Extracted text —
□ □ □ □
The Royal Brunei Mausoleum () is a Royal Mausoleum of Brunei located at Jalan Tutong, Bandar Seri Begawan, Brunei. The Mausoleum is the main resting place and burial ground for several Sultans of Brunei and members of the Royal Family. The Royal Mausoleum was opened during the reign of Sultan Omar Ali Saifuddin I who later became the first monarch to be buried in the Mausoleum when he died in 1795.

Before the establishment of the Royal Mausoleum, the past Sultans of Brunei were buried at Kianggeh Muslim Cemetery, Luba Royal Mausoleum, Pulau Chermin Royal Cemetery and Tanjong Kindana Royal Mausoleum.

Architecture
The large domed mausoleum building atop of a hill overlooking Kampong Ayer was built during the reign of Sultan Omar Ali Saifuddien III in 1965. The building's architecture is a combination of Islamic, Modern and local Malay styles.

Beside the main mausoleum, there were also 3 smaller domed mausoleum around the compound.
The mausoleum of Sultan Omar Ali Saifuddin I, Sultan Muhammad Tajuddin, Sultan Muhammad Jamalul Alam I and Sultan Omar Ali Saifuddien II.
The mausoleum of Sultan Muhammad Kanzul Alam and his descendants, located on a hill on the Royal mausoleum compound.
The mausoleum of Sultan Abdul Momin.

As of May 2021, a new expansion has been made for the Royal Mausoleum, which follows the same architecture as the initial one. This expansion has been made to accommodate more graves for the ruling royal family.

List of graves

Sultan of Brunei's graves
Four of Brunei Sultans were buried inside the main dome while the other six sultans were buried outside of the main dorm.

Outside the main dome
 Sultan Omar Ali Saifuddin I (died: 10 July 1795).
 Sultan Muhammad Tajuddin (died: 11 February 1807).
 Sultan Muhammad Jamalul Alam I (died: 10 November 1804).
 Sultan Muhammad Kanzul Alam (died: 10 May 1826).
 Sultan Omar Ali Saifuddin II (died: 18 November 1852).
 Sultan Abdul Momin (died: 29 May 1885).
□ □ □ □
Continue the article on the Royal Brunei Mausoleum from its last line.

Supplied information —
□ □ □ □
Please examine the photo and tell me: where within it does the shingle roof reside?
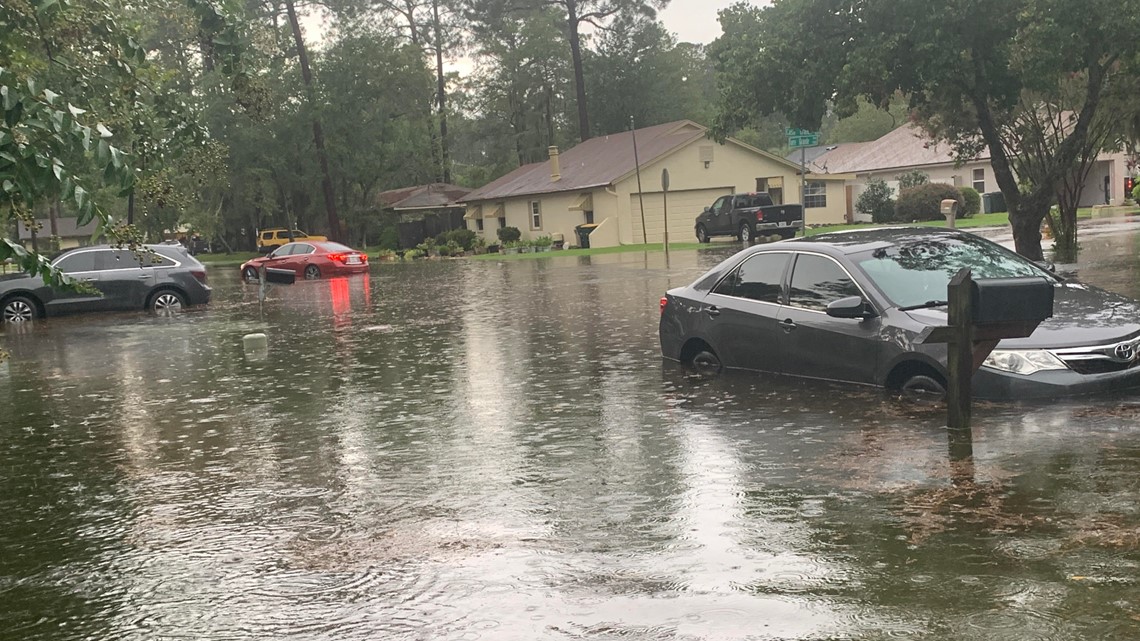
[812,124,990,173]
[463,120,706,202]
[18,218,97,241]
□ □ □ □
Answer for this exercise —
Inside the main dome
 Sultan Hashim Jalilul Alam Aqamaddin (died: 10 May 1906).
 Sultan Muhammad Jamalul Alam II (died: 11 September 1924).
 Sultan Ahmad Tajuddin Akhazul Khairi Waddien (died: 4 June 1950).
 Sultan Haji Omar Ali Saifuddien Sa’adul Khairi Waddien (died: 7 September 1986).

Royal consort graves

Inside the main dome
 Raja Isteri Pengiran Anak Siti Fatimah binti Pengiran Tua Omar Ali, consort of Sultan Muhammad Jamalul Alam II (died: 7 March 1947)
 Raja Isteri Pengiran Anak Damit binti Pengiran Bendahara Pengiran Anak Abdul Rahman, consort of Sultan Omar Ali Saifuddien III (died: 13 September 1979)

Outside the main dome
Raja Isteri Pengiran Anak Siti Khadijah binti Sultan Omar Ali Saifuddin II, consort of Sultan Abdul Momin (died: 31 December 1875)
Pengiran Chendera Kesuma binti Pengiran Negara Indera, consort of Sultan Hashim (died: unknown)

Royal graves (members of the royal family)
Pengiran Muda Besar Pengiran Omar Ali Saifuddin ibni Al-Marhum Sultan Hashim Jalilul Alam Aqamaddin (died: 25 June 1905)
Pengiran Anak Siti Rauyah binti Sultan Hashim Jalilul Alam Aqamaddin (died: unknown)
Pengiran Anak Mohammad Salleh ibni Sultan Hashim Jalilul Alam Aqamaddin (died: unknown)
Pengiran Anak Sabtu ibni Sultan Hashim Jalilul Alam Aqamaddin (died: unknown)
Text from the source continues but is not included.